## WHAT IS BEING ASKED
Could you set down exactly the lines of the data below, starting at the one that holds "pixel 366 456" and ending at the one that holds "pixel 203 180", both included, and only those?

===== RECORDS PROVIDED

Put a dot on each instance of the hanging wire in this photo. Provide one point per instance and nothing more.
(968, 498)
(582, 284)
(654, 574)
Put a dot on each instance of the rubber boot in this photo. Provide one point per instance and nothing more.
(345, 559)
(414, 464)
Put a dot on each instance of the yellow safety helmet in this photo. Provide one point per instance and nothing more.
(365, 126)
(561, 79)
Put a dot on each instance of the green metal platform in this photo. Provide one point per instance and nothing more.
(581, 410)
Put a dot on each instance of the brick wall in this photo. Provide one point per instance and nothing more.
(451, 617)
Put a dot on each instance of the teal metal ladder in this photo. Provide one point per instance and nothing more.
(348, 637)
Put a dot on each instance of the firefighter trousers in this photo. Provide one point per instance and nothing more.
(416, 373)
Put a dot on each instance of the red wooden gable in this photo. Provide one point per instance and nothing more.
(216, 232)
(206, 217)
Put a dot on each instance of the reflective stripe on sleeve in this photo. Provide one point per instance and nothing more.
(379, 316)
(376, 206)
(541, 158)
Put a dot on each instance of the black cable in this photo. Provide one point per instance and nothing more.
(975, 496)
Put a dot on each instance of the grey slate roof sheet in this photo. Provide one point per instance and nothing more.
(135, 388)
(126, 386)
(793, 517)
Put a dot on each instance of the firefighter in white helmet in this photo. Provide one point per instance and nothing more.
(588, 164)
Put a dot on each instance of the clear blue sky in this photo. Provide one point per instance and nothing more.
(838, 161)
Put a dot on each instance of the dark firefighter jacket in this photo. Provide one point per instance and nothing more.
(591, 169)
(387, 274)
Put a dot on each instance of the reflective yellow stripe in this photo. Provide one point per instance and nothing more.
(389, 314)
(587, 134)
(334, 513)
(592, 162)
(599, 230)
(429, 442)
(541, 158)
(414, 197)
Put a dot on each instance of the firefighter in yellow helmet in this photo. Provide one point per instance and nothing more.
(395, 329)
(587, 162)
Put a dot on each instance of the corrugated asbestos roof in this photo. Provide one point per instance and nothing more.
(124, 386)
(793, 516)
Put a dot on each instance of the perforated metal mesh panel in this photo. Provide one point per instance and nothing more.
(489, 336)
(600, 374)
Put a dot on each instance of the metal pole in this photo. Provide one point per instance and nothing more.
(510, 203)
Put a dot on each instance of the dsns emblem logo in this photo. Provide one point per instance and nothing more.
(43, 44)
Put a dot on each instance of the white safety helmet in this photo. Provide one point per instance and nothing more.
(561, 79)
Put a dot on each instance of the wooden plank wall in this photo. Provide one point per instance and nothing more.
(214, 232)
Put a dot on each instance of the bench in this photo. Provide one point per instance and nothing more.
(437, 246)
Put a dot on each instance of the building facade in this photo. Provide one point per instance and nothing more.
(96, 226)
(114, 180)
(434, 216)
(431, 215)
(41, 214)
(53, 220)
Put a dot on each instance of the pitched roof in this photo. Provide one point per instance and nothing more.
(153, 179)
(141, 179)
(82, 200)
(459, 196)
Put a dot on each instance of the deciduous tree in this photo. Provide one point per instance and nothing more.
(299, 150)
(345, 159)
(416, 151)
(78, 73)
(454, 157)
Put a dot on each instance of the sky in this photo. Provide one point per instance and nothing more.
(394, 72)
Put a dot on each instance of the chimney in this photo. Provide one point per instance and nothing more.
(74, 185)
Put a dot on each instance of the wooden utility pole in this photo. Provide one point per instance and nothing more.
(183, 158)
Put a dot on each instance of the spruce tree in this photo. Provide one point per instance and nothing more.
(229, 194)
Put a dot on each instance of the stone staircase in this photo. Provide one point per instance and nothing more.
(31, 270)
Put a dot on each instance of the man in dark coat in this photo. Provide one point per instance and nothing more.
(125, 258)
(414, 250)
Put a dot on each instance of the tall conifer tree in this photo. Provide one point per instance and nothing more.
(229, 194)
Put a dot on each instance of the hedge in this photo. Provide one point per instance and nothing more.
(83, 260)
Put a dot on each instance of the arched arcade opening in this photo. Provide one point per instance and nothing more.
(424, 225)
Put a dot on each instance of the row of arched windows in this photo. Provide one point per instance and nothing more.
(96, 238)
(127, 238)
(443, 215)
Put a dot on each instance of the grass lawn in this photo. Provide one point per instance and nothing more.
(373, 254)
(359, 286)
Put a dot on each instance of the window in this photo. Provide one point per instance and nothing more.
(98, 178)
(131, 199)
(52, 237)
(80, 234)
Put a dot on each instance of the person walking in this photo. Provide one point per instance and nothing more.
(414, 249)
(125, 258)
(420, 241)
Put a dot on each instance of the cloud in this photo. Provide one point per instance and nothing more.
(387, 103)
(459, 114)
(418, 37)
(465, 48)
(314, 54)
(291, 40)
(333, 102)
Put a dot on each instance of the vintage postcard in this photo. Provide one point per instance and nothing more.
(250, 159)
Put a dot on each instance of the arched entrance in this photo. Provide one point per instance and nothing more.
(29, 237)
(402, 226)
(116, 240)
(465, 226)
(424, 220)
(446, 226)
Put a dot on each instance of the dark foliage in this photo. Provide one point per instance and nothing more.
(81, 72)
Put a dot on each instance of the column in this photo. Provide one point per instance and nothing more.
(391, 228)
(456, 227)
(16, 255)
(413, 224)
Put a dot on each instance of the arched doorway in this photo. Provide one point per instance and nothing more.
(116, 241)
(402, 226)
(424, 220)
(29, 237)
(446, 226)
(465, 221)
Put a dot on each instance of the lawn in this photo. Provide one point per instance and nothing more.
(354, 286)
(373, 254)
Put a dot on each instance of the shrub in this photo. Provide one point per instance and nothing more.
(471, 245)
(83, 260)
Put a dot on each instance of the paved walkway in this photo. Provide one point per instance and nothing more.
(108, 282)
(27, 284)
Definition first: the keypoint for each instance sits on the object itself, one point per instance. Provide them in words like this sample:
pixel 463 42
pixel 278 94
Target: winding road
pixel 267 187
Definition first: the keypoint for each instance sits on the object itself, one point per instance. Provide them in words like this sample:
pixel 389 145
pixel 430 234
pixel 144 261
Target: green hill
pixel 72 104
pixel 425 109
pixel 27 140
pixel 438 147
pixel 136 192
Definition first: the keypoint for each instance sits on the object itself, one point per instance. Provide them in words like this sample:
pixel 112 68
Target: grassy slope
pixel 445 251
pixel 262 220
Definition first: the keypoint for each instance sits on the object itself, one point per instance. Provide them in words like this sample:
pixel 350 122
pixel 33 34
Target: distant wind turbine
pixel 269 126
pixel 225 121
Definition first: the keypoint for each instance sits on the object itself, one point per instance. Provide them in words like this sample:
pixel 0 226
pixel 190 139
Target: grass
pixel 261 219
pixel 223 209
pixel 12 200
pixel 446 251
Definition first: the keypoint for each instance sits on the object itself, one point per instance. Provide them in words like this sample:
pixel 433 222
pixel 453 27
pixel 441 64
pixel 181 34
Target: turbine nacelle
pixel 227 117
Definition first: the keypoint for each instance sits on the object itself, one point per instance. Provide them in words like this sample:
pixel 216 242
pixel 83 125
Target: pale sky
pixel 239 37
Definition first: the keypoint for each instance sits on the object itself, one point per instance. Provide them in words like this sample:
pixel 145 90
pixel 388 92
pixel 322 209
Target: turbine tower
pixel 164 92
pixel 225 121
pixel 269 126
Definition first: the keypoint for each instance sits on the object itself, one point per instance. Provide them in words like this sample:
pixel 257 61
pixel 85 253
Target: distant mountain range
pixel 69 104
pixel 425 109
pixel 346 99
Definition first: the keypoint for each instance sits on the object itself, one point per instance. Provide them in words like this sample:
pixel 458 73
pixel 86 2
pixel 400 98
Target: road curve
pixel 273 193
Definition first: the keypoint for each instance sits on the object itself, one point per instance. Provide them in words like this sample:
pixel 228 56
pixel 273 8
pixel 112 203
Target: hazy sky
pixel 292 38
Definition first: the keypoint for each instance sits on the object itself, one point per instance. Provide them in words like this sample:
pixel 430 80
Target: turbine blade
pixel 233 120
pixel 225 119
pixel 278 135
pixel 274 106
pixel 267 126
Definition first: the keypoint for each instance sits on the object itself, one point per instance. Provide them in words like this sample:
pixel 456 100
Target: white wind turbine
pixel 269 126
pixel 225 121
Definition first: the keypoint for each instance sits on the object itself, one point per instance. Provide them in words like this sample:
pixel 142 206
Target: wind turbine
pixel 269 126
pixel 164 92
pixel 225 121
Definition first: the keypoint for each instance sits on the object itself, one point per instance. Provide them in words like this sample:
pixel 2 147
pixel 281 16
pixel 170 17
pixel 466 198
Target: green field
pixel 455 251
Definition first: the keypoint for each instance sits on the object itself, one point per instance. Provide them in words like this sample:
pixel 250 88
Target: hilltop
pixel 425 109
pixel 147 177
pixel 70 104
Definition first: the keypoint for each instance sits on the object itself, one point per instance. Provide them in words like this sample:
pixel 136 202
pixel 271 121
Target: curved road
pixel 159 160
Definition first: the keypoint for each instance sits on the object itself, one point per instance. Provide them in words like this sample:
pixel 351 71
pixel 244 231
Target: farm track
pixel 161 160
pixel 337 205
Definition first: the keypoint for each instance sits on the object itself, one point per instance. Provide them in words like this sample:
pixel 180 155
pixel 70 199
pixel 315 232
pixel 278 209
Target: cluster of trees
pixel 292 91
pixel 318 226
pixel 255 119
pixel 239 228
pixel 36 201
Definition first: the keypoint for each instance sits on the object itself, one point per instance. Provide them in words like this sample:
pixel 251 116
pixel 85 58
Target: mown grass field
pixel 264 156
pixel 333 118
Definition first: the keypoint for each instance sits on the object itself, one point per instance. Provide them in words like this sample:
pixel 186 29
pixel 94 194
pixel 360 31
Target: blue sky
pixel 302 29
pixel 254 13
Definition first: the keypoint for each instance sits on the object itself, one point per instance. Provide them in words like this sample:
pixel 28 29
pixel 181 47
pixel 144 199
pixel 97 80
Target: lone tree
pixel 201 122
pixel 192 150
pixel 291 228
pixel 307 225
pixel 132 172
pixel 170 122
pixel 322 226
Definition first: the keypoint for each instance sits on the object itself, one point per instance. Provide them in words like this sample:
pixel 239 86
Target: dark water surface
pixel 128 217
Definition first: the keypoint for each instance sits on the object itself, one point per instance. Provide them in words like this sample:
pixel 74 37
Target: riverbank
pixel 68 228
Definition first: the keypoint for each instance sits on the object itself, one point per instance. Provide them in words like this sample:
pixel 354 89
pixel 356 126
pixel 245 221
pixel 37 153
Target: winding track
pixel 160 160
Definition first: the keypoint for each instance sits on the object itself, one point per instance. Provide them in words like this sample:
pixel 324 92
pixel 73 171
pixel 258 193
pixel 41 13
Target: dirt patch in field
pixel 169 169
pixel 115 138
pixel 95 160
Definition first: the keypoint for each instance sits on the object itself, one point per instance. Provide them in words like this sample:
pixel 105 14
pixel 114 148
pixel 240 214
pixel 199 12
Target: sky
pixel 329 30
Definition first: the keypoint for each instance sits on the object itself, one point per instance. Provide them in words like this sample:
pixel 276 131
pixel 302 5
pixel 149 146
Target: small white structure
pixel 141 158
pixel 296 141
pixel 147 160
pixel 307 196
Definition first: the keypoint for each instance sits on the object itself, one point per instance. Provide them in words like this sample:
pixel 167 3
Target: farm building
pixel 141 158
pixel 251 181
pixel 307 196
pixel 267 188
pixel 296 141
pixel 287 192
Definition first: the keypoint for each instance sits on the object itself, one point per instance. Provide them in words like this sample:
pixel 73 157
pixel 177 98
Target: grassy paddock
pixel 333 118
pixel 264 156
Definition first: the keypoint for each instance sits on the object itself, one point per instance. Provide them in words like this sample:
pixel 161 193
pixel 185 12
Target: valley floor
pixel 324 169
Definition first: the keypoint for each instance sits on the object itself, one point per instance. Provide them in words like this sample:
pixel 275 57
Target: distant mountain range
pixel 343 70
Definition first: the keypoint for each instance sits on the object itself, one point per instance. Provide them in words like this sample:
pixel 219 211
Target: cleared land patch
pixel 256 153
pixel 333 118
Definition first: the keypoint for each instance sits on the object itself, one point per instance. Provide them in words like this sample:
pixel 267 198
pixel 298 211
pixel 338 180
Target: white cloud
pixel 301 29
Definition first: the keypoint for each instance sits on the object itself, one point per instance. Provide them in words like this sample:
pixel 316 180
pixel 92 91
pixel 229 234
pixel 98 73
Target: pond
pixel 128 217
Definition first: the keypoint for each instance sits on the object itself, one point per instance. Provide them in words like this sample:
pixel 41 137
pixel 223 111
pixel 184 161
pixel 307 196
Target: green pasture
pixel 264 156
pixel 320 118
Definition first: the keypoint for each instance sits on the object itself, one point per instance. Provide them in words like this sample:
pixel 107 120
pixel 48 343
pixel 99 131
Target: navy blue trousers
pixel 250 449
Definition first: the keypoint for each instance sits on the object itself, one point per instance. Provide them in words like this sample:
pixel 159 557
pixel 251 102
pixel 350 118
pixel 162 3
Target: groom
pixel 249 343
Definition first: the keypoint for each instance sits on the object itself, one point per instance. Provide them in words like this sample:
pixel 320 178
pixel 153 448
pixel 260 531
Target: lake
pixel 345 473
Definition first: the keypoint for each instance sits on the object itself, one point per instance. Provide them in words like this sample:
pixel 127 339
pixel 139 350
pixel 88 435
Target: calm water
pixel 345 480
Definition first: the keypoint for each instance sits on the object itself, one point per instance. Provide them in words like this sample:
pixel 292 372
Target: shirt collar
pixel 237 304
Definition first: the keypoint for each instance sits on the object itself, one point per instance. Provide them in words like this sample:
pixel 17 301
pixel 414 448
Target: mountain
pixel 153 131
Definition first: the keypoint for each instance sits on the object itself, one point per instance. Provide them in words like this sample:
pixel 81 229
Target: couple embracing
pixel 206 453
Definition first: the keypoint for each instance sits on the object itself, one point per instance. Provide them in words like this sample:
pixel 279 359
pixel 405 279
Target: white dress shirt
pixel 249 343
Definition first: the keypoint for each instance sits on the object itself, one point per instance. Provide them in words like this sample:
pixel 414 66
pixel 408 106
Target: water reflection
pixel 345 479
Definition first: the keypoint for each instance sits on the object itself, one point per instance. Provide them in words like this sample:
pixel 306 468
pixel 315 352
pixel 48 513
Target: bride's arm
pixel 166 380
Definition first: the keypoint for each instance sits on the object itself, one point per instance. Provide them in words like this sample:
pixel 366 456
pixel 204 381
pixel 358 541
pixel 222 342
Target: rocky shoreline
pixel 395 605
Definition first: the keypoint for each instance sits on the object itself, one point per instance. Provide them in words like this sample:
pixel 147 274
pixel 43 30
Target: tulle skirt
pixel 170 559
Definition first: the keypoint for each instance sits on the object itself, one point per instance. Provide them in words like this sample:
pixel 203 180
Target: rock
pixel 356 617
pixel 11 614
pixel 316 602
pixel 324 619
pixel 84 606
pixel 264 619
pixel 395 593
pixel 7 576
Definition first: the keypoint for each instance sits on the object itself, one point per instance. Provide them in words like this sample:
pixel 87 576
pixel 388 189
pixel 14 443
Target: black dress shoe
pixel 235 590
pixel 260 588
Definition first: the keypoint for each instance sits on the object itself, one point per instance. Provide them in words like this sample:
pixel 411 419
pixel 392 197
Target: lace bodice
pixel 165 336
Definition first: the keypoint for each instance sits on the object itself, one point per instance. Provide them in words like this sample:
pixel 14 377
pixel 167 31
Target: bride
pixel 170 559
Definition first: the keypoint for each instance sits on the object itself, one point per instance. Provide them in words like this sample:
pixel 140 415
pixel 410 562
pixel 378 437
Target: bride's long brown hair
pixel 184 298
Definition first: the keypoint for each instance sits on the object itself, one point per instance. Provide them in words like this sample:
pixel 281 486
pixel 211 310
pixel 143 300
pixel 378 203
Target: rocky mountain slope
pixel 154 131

==========

## YOUR SOLUTION
pixel 366 456
pixel 204 381
pixel 358 541
pixel 222 342
Target: rocky shoreline
pixel 395 605
Definition first: the keypoint for each instance sits on the object itself, one point per instance. Provide them in words like this sample:
pixel 147 274
pixel 43 30
Target: tulle skirt
pixel 170 559
Definition first: the keypoint for each instance sits on the object itself, one point per instance. Provide them in words like this sample:
pixel 203 180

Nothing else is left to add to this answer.